The PAE Imperative
The most childish debate in patent law is the screaming match about patent trolls. Most of this discussion is utterly devoid of rational analysis, and is just self-interested sloganeering that is either pro-patent (“We need strong patents to keep American innovation great.”) or anti-troll (“The US patent system has run amok!”). Folks who should know better, from Gene Quinn to the White House have published some pretty weak stuff on this subject.
So here is some adult talk about the reality of non-practicing entities, and in particular ‘‘patent assertion entities’ (PAE).
There are overwhelming forces which are relentlessly pushing patent monetization out of operating businesses towards PAEs. I call these forces ‘the PAE imperative’. Interestingly, none of these forces has anything to do with the nuances of patent law that patent attorneys so love to argue about. Instead, they are the forces of contemporary capitalism, with a side order of governance (that nasty mash-up of fiduciary duties, class action lawyers, and insurance).
The duty to maximize shareholder value.
It is a fundamental maxim of modern business that one of the key roles of a business is to maximize shareholder value. It may not be the only role or objective, but it is a very important one. Certainly, the directors and management of a public corporation has a fiduciary duty to identify, secure, and obtain value from the corporation’s assets.
This bears repeating: the board and management of a company must have a plan for monetizing a corporations most valuable assets. Directors cannot just let valuable assets lie fallow or worse, waste away.
Remember KODAK and Nortel? In both of these companies, management had failed to take any significant steps to monetize their patents before the bankruptcy, and yet the patent portfolio ended up being the most valuable asset in the bankruptcy (roughly $1B for Kodak, ~$4B for Nortel). This was an outrageous dereliction of fiduciary duty, a complete failure to even develop a plan to extract value from the corporation’s most valuable asset.
How long will it be before class action securities lawyers, and the providers of D&O insurance (“directors & officers” insurance) recognize that every company with a substantial patent portfolio must have a well thought out and documented plan for monetization of the portfolio? Not long, I suspect.
Focus on core competencies.
No business can be good at everything. In order to maximize shareholder value, a business must focus on its core competencies.
Patents do not enforce themselves.
A patent sitting on the shelf will not enforce itself. A patent will only generate returns for its owner (even an operating business owner) if someone monitors the marketplace, identifies counter-parties, and then asserts the patent with a view to either stopping infringement or securing license revenue. Without on-going vigilance and effort, a patent is a sunk cost, and rapidly wasting asset.

INFORMATION:
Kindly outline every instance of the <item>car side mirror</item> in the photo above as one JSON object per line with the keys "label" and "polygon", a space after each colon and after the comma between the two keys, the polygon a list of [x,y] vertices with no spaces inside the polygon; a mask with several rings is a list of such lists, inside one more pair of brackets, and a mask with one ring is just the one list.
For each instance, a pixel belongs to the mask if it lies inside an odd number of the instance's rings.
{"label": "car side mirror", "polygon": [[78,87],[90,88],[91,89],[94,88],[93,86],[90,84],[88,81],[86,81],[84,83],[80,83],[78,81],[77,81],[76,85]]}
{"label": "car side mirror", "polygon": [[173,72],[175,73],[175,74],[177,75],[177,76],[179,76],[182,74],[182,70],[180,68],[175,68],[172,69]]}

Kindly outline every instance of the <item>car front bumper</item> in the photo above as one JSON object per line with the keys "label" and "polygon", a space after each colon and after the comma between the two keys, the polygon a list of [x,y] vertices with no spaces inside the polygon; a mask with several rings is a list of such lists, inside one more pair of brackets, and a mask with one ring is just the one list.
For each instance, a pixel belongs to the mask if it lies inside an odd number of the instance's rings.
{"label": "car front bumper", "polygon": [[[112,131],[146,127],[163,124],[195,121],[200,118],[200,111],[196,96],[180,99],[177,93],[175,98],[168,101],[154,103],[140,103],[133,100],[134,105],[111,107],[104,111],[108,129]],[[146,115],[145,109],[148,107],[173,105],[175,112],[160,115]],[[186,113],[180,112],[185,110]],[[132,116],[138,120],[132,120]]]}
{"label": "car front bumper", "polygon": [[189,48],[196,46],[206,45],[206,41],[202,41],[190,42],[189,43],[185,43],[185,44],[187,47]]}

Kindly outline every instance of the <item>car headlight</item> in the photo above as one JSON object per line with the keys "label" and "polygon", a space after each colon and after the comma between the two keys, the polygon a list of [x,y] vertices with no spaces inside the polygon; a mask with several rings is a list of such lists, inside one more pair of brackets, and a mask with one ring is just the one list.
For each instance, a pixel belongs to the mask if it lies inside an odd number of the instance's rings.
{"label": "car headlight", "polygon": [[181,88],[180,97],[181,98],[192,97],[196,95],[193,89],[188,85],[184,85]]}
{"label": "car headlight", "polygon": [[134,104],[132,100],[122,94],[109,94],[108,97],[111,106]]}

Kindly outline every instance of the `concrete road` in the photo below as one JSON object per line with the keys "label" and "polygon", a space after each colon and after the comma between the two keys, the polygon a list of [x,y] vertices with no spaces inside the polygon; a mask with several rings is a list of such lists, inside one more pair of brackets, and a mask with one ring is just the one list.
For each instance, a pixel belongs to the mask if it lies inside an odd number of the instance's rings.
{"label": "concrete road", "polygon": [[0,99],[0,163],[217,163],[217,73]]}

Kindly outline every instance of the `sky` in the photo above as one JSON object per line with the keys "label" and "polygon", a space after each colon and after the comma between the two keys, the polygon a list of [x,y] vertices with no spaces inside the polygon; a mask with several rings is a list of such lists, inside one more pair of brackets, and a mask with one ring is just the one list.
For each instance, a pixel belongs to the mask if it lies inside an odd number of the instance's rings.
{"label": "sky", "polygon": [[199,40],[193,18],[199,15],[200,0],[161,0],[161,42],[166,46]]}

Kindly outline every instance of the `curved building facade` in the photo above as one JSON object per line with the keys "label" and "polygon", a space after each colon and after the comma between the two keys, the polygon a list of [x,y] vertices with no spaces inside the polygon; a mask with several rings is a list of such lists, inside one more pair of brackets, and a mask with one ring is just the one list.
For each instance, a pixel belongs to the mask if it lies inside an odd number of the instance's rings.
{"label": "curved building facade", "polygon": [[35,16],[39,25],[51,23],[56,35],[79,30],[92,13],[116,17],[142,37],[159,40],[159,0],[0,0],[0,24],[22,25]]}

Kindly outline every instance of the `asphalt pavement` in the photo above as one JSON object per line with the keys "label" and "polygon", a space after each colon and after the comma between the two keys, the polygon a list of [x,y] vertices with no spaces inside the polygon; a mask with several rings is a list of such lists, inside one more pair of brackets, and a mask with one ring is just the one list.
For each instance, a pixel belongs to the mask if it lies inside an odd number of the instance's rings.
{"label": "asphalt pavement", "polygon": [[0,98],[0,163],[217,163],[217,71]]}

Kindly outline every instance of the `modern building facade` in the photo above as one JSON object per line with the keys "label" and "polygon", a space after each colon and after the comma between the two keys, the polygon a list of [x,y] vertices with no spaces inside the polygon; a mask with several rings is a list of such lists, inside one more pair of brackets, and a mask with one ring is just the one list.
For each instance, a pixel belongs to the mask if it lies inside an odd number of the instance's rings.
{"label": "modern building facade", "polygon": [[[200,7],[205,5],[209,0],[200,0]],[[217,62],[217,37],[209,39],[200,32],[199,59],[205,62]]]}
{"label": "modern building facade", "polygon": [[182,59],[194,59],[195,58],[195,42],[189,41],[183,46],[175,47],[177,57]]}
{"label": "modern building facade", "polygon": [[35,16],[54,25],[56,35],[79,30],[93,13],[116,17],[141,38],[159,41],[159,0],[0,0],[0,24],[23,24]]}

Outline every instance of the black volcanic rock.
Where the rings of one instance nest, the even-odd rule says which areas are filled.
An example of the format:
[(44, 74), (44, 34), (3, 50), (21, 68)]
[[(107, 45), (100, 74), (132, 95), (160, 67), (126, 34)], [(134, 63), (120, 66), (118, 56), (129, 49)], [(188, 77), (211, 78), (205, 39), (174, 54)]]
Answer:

---

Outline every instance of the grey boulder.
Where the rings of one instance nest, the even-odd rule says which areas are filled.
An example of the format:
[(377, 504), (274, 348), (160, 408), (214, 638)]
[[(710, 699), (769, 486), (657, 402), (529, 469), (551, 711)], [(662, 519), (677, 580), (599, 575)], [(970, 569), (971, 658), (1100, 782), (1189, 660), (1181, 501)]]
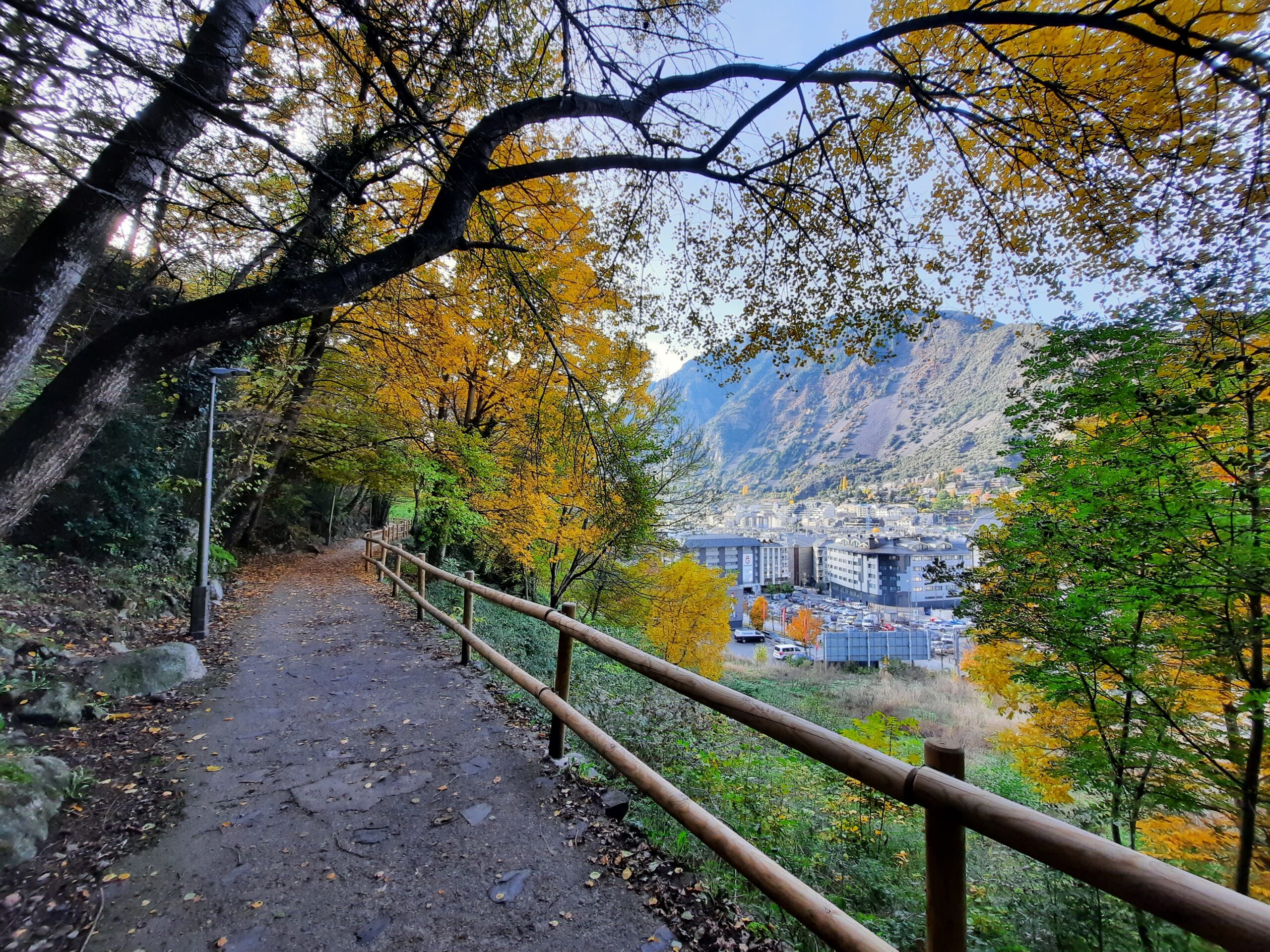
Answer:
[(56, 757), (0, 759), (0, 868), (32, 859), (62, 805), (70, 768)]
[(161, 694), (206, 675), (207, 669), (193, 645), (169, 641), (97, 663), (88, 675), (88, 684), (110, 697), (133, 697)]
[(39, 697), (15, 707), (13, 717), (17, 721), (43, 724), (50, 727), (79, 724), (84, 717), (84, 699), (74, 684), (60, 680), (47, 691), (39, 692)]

PROBLEM:
Please continue the piece on the PAE imperative, starting after its last sentence.

RESULT BELOW:
Patent monetization is difficult.
Patent monetization is very hard. It takes time, money, skill, and effort over a sustained period of time. If you think otherwise, you are probably delusional and certainly have never been involved in a patent infringement suit.
Patent enforcement is rarely a core competency
There are very few business that have real internal capacity to enforce patents. There are a few, such as big pharma, for whom patent enforcement is one of their key business endeavors, but they are few and far between. Conversely, there are many of businesses that own large patent portfolios, with no obvious capability or desire to enforce the patents that they have generated.
If patent enforcement is your core competency, then you are a PAE.
By definition, if your primary business activity is enforcing patents, you are a patent assertion entity (PAE). If it is one of several core competencies, then, like big pharma, you are likely well on your way from being an R&D shop towards becoming a PAE.
The PAE Imperative.
Put these principles together, and it is clear that the pressure on operating businesses to put their patents into PAEs will intensify. Any company that wants to make a credible effort to monetize its patent portfolio needs to give a lot of thought to spinning its portfolio out into a PAE, whose sole focus and core competency is patent monetization. Put another way, if your organization is an operating business with a big patent portfolio, and it does not have a clear, well-articulated rationale for why you have not spun the portfolio out into a PAE, your directors and management are running a serious risk of being held to account for breach of their fiduciary duties. Blackberry are you listening?